Mistakes Have Been Made

I used to be a bit of a hellion. When I was in my early twenties, I spent a lot of time bumbling through life. I didn’t date anyone seriously. I didn’t take much of anything seriously. I took the classes I liked, did the assignments when I felt like it. I stayed out late when I had somewhere to be the next morning, so that I wouldn’t miss a moment of the fun. And I did have a good time.

Somehow, the older I get, the more cautious I get. The truth is, lately I’ve been feeling a little low. I’ve gotten in this rut where I look at my life and wonder if it’s possible that I’ve screwed everything up too much to fix it. My job is fine, but not anything like what I wanted for myself. I wasted so many years with my ex and got so banged up emotionally that I worry it would be impossible for anyone to take what’s left of me and love me. I’m finally taking my writing seriously and getting some publications, but I’m afraid I’m too old to make anything serious of it. I put off having children and now, even though my doctor says I have nothing to worry about, I’m afraid I stalled so long that I’ll never make it happen in time. The mental loop is hard to break out of and I just don’t even know where to start to make anything better. Or if maybe I’m just too old to fix it all and need to accept that life works out for some people like that. They screw everything up by making all the wrong decisions and then they’re stuck with nothing.

* [Tasks]:
A – In the essay about past mistakes, why did the writer stay out late even when there was somewhere to be the next morning?
B – Reproduce the passage of the essay about past mistakes between "Mistakes Have Been Made" and "a good time.", inclusive.
C – Can you take the essay about past mistakes further, continuing on from its final sentence?

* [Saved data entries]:
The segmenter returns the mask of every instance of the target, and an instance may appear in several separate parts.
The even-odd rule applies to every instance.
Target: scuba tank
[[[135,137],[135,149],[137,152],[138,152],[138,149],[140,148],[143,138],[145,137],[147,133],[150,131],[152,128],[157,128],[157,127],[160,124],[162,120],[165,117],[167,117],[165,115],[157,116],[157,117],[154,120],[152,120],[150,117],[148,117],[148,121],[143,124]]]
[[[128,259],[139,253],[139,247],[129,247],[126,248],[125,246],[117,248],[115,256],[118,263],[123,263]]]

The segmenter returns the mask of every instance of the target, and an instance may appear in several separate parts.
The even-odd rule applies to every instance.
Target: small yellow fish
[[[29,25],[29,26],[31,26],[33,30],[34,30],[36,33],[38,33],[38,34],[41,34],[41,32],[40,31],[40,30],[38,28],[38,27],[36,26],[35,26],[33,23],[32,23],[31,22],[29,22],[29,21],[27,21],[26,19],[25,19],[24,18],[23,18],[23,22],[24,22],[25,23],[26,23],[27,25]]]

* [Numbered answers]:
A – The writer stayed out late so as not to miss a moment of the fun.

B –
Mistakes Have Been Made

I used to be a bit of a hellion. When I was in my early twenties, I spent a lot of time bumbling through life. I didn’t date anyone seriously. I didn’t take much of anything seriously. I took the classes I liked, did the assignments when I felt like it. I stayed out late when I had somewhere to be the next morning, so that I wouldn’t miss a moment of the fun. And I did have a good time.

C –
And I’m afraid that’s where I am. Stuck. Added to the rut, I had the pleasure of running into the ex whose superpower is an amazing skill for making me feel worse about myself. Nothing makes a rut deeper than having someone explain to you that now, with someone not you, he really understands what love is. I smiled. I said I was happy he was happy. And I wouldn’t even want to go back. But, it jumped into that ugly brain loop that says, “You’ve made too many mistakes for anyone to love you.” And it’s scary to think about being alone forever.

The thing is, compared to most people, I objectively don’t think I’ve made tragic mistakes. But I worry that while everyone else was figuring it all out and getting all the answers, that I was just wasting it all having fun. And when I’m in the worst of it, I think it’s too late for me to get anything right. Or that maybe I don’t even deserve good things to happen to me. Maybe I’m not a nice person. Maybe I’ll never learn how to get it right. How not to screw up.

Even worse, I feel bad for feeling sorry for myself. There are other people with real problems and here I am, not starving, with a roof over my head, and a job and crying over poor pitiful me. And convincing myself that if I had been more perfect, made better decisions, tried harder to get it just right, that it would be.

It’s a Monday. I’m going to give myself a break and get a good night’s sleep. Tomorrow has got to be better. Because today I don’t feel so hot.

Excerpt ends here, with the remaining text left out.